Image outline annotation entries

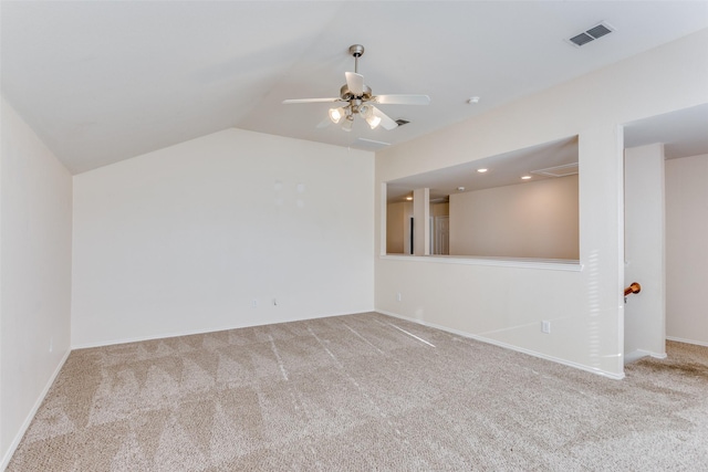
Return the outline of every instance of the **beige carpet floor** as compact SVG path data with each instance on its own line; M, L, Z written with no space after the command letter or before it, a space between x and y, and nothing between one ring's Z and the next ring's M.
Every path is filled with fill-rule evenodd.
M366 313L73 352L19 471L706 471L708 348L624 380Z

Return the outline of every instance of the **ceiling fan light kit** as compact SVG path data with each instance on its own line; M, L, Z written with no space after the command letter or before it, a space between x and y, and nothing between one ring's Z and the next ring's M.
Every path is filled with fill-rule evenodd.
M398 123L376 108L374 103L379 105L428 105L430 103L430 97L427 95L373 95L371 87L364 84L364 76L358 73L358 57L364 54L364 46L351 45L350 54L354 56L354 72L344 73L346 83L340 88L339 97L285 99L283 104L344 102L345 105L330 108L327 114L332 123L342 123L342 129L351 132L356 115L361 116L372 129L378 126L387 130L398 127Z

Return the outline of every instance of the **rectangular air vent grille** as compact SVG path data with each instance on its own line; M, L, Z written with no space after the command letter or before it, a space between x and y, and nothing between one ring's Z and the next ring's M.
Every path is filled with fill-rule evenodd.
M545 169L532 170L531 174L545 177L568 177L577 174L577 162L564 164L563 166L548 167Z
M595 41L598 38L604 36L605 34L610 34L613 31L615 31L614 28L612 28L610 24L602 22L593 28L591 28L587 31L584 31L580 34L574 35L573 38L569 39L568 41L574 45L576 45L577 48L582 46L583 44L587 44L591 41Z
M391 146L391 143L375 141L374 139L358 138L350 145L353 148L362 150L378 150L386 146Z

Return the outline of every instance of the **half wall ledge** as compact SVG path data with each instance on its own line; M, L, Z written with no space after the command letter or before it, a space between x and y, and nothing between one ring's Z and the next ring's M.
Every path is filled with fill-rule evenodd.
M550 271L581 272L583 264L568 259L492 258L479 255L408 255L382 254L379 259L433 264L492 265L499 268L544 269Z

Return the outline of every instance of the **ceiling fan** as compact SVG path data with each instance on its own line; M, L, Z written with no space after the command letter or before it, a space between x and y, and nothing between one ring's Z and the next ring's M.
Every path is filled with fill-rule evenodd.
M372 129L379 125L384 129L394 129L398 123L388 117L377 105L428 105L430 97L427 95L372 95L372 90L364 84L364 76L358 73L358 59L364 54L364 46L354 44L350 46L350 54L354 56L354 72L345 72L346 84L342 85L340 96L336 98L294 98L285 99L283 104L296 103L336 103L344 104L330 108L329 118L325 118L317 127L323 127L332 123L342 122L342 129L352 130L354 117L361 116L366 120Z

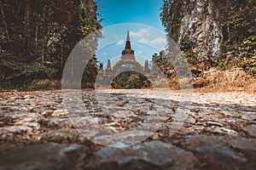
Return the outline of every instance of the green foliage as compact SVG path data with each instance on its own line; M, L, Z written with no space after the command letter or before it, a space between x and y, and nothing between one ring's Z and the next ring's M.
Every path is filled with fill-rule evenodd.
M102 27L93 0L3 0L0 9L0 86L61 79L72 49ZM83 44L91 56L100 37ZM89 78L97 73L96 62L94 58L84 69Z
M160 18L167 37L177 42L181 20L184 14L183 11L192 9L195 3L196 2L188 3L184 1L164 0ZM218 65L220 69L242 67L246 71L255 75L256 1L213 1L212 17L223 31L221 57L218 59L218 64L211 59L199 59L197 52L194 50L196 47L194 47L191 37L185 37L181 40L180 48L182 54L190 64L191 70ZM173 63L179 63L178 57L175 60ZM166 70L162 67L162 70Z
M127 82L127 88L139 88L139 76L133 74L129 76Z
M218 67L220 69L230 69L233 67L242 67L244 71L255 75L256 70L256 37L251 36L238 45L227 45L226 53L220 60Z

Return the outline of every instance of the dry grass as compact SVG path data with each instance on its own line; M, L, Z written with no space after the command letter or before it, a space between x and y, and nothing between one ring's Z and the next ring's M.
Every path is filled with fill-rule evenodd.
M58 80L35 80L27 88L27 90L54 90L60 89L61 87L61 82Z
M256 77L241 69L211 71L193 82L195 92L256 92Z

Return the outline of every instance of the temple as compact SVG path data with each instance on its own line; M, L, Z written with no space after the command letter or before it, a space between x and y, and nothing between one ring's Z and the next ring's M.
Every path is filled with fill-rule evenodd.
M144 66L141 65L136 60L134 50L131 49L129 31L127 31L125 47L122 51L120 60L116 62L113 67L111 66L110 60L108 60L107 68L105 71L103 70L103 65L100 65L100 69L96 78L96 85L102 88L111 87L113 82L116 81L116 76L120 73L119 70L123 68L124 65L127 68L131 68L131 71L139 73L140 88L143 86L143 78L144 76L152 78L154 76L154 72L155 72L154 68L150 70L148 60L145 60ZM127 71L131 71L131 69L128 69Z

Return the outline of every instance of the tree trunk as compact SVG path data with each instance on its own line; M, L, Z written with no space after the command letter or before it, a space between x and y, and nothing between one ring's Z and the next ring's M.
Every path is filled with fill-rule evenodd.
M28 47L29 47L29 39L30 39L30 32L29 32L29 14L30 14L30 6L28 1L25 2L25 11L24 11L24 22L25 22L25 43L26 43L26 51L25 54L28 54Z
M3 8L1 7L1 13L2 13L2 16L3 16L3 25L5 26L5 32L6 32L6 37L9 42L10 42L10 38L9 38L9 31L8 31L8 26L5 21L5 15L4 15L4 12Z

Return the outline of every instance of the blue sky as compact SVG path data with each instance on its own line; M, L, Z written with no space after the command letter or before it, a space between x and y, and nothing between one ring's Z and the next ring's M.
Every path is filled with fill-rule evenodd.
M99 4L103 26L137 23L164 31L160 19L163 0L101 0Z
M101 0L99 12L104 20L103 38L99 41L96 57L107 65L120 59L127 30L136 60L143 65L166 44L166 33L160 19L162 0Z

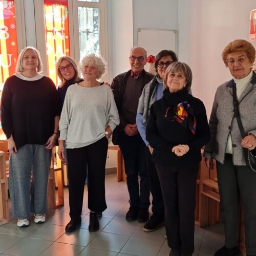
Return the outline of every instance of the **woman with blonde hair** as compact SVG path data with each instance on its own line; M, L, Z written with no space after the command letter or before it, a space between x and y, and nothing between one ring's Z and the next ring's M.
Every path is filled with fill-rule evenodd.
M71 84L82 81L82 79L79 77L75 61L70 57L63 56L59 58L56 67L57 74L60 81L58 87L58 93L63 106L68 88Z
M201 148L210 138L204 104L188 93L191 82L188 65L170 64L163 96L152 104L146 128L163 194L170 256L194 252L197 175Z
M225 227L225 245L215 256L234 255L239 252L240 198L246 253L256 255L256 173L250 168L244 154L245 148L248 151L256 147L256 74L252 70L255 56L252 45L242 39L230 42L222 55L233 78L216 91L209 121L211 139L204 153L208 168L213 168L213 158L217 160L221 212ZM238 108L234 107L235 101ZM238 122L238 108L245 137L241 135Z
M6 80L2 96L2 127L10 153L9 189L18 227L29 225L30 211L35 223L46 221L51 150L58 138L60 110L56 87L41 70L37 50L24 49L16 73Z
M60 120L58 154L65 160L67 147L70 222L67 229L74 230L81 223L83 190L87 166L90 231L99 229L96 212L106 208L105 165L108 139L119 118L109 86L97 80L105 72L101 57L89 54L81 61L84 80L67 91Z

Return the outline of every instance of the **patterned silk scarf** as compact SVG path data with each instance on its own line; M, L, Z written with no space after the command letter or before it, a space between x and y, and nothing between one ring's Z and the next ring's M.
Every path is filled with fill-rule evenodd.
M188 127L191 134L194 136L196 134L197 124L193 110L187 101L179 103L177 106L169 106L167 109L165 117L168 118L168 112L170 113L174 120L180 123L185 128Z

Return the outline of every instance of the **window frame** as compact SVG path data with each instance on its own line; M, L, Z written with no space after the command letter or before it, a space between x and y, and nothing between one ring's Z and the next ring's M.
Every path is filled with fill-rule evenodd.
M100 55L104 57L108 62L108 45L107 37L106 0L99 1L99 2L81 2L78 0L68 0L68 1L70 56L74 59L77 64L79 63L80 60L78 13L78 8L79 7L99 8L100 53ZM45 36L46 29L44 20L44 0L36 0L36 4L35 4L35 17L37 49L41 54L41 58L44 66L47 67L47 57L46 55L46 40ZM42 35L44 35L44 38L41 38ZM46 73L47 72L47 69L44 69L44 73L45 75L48 75L48 74ZM108 81L108 68L107 66L106 73L104 76L102 76L102 80Z

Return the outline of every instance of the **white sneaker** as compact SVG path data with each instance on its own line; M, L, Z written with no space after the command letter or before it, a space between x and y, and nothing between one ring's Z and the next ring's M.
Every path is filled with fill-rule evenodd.
M17 221L17 226L18 227L27 227L29 225L28 219L18 219Z
M35 214L34 215L34 222L35 223L43 223L46 221L45 214Z

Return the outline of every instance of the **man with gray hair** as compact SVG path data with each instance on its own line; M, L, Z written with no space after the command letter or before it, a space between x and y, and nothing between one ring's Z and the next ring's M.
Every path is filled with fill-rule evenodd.
M131 70L115 77L111 84L120 117L120 125L114 130L113 141L119 145L123 154L130 195L130 207L125 218L140 222L148 220L150 204L146 146L136 125L139 98L145 84L154 77L144 69L146 58L145 49L132 48L129 57Z

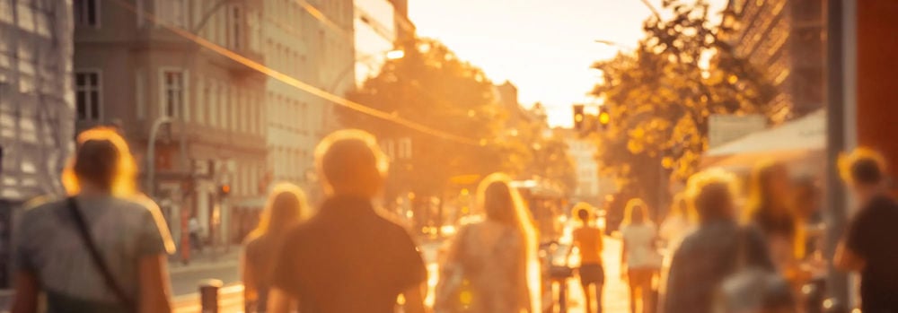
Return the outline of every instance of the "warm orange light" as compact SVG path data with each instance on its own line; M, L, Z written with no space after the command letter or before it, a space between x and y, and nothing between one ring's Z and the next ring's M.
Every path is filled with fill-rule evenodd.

**Task directions**. Write out the records as a numbered list, from the start through the line containing "M398 123L376 108L374", with blank lines omitted. Leave the pictures out of your list.

**Solution below**.
1. Return the outline of every instance of the **beige carpet floor** as compact SVG path data with each instance on its own line; M, L, Z written with no space after the command letter or before it, a space between x and y, and nothing between one ring's Z and the next ring's M.
2. Every path is filled with fill-rule evenodd.
3. M366 313L73 352L19 471L706 471L708 348L624 380Z
4. Return the outline of every instance of the **ceiling fan light kit** as compact SVG path data with each instance on its own line; M, L, Z written with no space after the command letter or before it, a space between x and y, and nothing between one ring's Z and the next ring's M.
5. Every path is filled with fill-rule evenodd.
6. M398 123L376 108L374 103L379 105L428 105L430 103L430 97L427 95L373 95L371 87L364 84L364 76L358 73L358 57L364 54L364 46L351 45L350 54L354 56L354 72L344 73L346 83L340 88L339 97L285 99L283 104L344 102L345 105L330 108L327 114L332 123L342 123L342 129L351 132L356 115L361 116L372 129L378 126L387 130L398 127Z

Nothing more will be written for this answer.